● **Brief**
When a line of the entries contains the word "sail", report that line.

Saved entries

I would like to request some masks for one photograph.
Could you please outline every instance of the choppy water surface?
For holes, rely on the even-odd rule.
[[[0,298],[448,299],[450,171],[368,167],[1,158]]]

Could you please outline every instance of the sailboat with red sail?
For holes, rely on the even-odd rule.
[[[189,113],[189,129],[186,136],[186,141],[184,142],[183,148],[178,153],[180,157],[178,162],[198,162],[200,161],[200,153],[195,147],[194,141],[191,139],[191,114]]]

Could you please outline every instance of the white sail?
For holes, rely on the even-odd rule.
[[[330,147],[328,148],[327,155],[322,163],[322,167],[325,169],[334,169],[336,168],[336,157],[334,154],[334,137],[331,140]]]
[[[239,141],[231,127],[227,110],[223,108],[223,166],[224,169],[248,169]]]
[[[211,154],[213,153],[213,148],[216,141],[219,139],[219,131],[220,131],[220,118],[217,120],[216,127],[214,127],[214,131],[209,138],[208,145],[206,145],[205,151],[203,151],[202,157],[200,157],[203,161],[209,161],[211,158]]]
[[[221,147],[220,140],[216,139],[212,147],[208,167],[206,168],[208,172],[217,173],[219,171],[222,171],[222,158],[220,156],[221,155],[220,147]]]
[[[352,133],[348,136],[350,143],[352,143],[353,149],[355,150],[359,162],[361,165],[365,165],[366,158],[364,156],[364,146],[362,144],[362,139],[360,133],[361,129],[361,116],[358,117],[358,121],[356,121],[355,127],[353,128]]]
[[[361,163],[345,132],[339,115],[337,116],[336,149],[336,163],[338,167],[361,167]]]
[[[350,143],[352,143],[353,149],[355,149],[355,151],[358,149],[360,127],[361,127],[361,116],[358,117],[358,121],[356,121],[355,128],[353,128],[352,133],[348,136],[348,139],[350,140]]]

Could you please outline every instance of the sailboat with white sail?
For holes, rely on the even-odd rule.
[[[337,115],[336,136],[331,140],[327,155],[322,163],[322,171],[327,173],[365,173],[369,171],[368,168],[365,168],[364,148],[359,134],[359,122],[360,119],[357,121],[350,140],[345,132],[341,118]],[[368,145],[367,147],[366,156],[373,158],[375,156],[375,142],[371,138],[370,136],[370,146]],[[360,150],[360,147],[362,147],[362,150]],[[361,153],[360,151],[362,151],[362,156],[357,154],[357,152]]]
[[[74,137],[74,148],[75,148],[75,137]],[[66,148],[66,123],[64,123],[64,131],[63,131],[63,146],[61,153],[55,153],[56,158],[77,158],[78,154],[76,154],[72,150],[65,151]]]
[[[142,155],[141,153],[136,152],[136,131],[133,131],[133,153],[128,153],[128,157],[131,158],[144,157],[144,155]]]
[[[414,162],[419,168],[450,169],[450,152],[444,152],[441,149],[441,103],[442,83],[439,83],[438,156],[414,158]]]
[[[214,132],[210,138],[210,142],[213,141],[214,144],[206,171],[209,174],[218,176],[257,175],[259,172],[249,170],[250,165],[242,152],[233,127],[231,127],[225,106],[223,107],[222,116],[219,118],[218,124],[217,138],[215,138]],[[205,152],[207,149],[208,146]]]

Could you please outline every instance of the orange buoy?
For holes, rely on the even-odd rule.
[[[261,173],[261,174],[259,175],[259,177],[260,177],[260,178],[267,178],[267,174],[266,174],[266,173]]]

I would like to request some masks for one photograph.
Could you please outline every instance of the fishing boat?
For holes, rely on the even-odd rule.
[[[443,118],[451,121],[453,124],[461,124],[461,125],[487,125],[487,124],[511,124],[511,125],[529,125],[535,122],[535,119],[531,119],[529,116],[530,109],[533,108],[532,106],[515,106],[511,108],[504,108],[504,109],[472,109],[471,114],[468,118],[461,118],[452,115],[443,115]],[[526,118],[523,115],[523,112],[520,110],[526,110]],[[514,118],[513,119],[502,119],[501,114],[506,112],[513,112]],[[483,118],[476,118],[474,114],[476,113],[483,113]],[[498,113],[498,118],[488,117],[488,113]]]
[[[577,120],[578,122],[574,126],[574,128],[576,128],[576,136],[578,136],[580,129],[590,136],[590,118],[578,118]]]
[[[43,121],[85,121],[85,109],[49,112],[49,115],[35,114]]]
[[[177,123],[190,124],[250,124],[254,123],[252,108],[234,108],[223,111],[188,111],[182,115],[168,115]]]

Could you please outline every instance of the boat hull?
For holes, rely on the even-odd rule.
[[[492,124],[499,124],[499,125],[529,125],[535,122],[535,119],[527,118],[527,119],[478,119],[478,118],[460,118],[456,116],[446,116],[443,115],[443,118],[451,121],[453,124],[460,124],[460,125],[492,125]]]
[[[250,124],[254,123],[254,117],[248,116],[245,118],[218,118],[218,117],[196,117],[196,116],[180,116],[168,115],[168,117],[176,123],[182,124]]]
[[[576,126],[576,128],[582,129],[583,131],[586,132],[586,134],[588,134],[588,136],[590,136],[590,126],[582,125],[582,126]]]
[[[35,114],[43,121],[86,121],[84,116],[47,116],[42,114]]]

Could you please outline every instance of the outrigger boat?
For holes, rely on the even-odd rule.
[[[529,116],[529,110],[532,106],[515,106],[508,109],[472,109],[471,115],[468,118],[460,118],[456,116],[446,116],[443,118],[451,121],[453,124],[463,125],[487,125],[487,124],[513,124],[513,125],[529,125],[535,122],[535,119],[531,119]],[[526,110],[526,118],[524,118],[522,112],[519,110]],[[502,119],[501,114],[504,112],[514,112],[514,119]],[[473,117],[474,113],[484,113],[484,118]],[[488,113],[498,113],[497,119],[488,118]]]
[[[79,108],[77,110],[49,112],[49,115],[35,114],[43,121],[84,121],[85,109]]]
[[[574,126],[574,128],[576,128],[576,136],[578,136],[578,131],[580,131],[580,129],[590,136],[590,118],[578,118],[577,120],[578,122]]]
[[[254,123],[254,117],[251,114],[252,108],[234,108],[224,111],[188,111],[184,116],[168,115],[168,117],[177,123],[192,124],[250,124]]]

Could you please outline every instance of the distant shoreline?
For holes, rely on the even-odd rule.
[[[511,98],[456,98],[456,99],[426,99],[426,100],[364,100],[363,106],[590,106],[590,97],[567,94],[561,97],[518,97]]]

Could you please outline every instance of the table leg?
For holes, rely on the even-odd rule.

● **Output**
Could you please outline every instance of the sailboat with red sail?
Could you please outline every instance of the white sail?
Could you please outline every instance of the sailboat with white sail?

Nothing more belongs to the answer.